--- begin Excerpt ---

I think at this point we’re familiar with what’s going to come: I’ll ramble vaguely about the topic to hopefully pique your interest while I make self-deprecating jokes about my Schopenhauer-esque humour.

It’s a pretty effective protocol that maybe doesn’t work wonders for SEO, but certainly does for getting me in the flow for the text I’m about to write, which is good enough.


The major flaw of Information Systems

Every Information System has a flaw, but before we get to it I think I must establish a common language for us to understand each other. The astute reader will notice that this article is tagged both as non-code and code at the same time and this gives you a clue that what I’ll talk about here might expand beyond the frontiers of software development. As for the definition of Information Systems, I’d like to start with a basic setup: Any structure through which information is conveyed. That might sound too abstract at first, but it is the right foundation for our discussion. Then I want to clarify what I mean by information: we start with a small particle, a fact. A group of unprocessed facts is just data. Data, when processed and interpreted becomes information. Information, when curated, analyzed and evaluated becomes knowledge.

So an Information System is hierarchically superior to a data system. It is one which data has meaning, context, importance. And as a structure through which information flows, it communicates. So this category of human-built constructs encompasses anything from software to laws, moral codes, cultural values, etc - quite a big range.

--- end Excerpt ---

◆ Do this ◆
Transcribe the whole Information Systems essay word for word, from its first line to its last. The items that come next are separate material, unrelated to the Information Systems essay.

--- begin Records provided ---

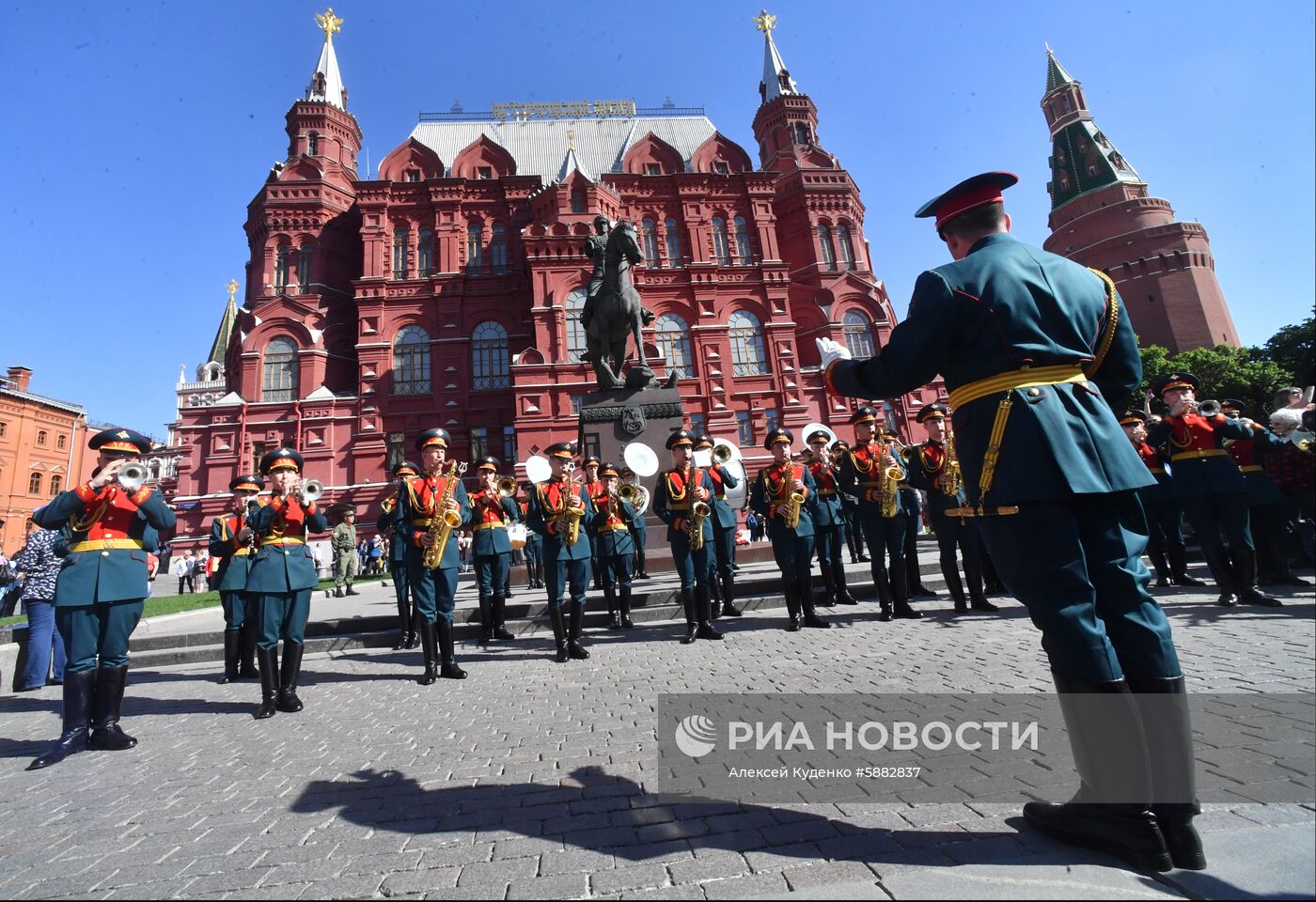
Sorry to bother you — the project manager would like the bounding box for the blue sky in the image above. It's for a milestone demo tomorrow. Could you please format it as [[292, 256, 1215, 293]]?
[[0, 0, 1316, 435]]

--- end Records provided ---
--- begin Records provided ---

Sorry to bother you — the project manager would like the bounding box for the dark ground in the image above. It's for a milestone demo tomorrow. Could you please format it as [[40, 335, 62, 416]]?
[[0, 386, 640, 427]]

--- end Records provided ---

◆ Task output ◆
I think at this point we’re familiar with what’s going to come: I’ll ramble vaguely about the topic to hopefully pique your interest while I make self-deprecating jokes about my Schopenhauer-esque humour.

It’s a pretty effective protocol that maybe doesn’t work wonders for SEO, but certainly does for getting me in the flow for the text I’m about to write, which is good enough.


The major flaw of Information Systems

Every Information System has a flaw, but before we get to it I think I must establish a common language for us to understand each other. The astute reader will notice that this article is tagged both as non-code and code at the same time and this gives you a clue that what I’ll talk about here might expand beyond the frontiers of software development. As for the definition of Information Systems, I’d like to start with a basic setup: Any structure through which information is conveyed. That might sound too abstract at first, but it is the right foundation for our discussion. Then I want to clarify what I mean by information: we start with a small particle, a fact. A group of unprocessed facts is just data. Data, when processed and interpreted becomes information. Information, when curated, analyzed and evaluated becomes knowledge.

So an Information System is hierarchically superior to a data system. It is one which data has meaning, context, importance. And as a structure through which information flows, it communicates. So this category of human-built constructs encompasses anything from software to laws, moral codes, cultural values, etc - quite a big range.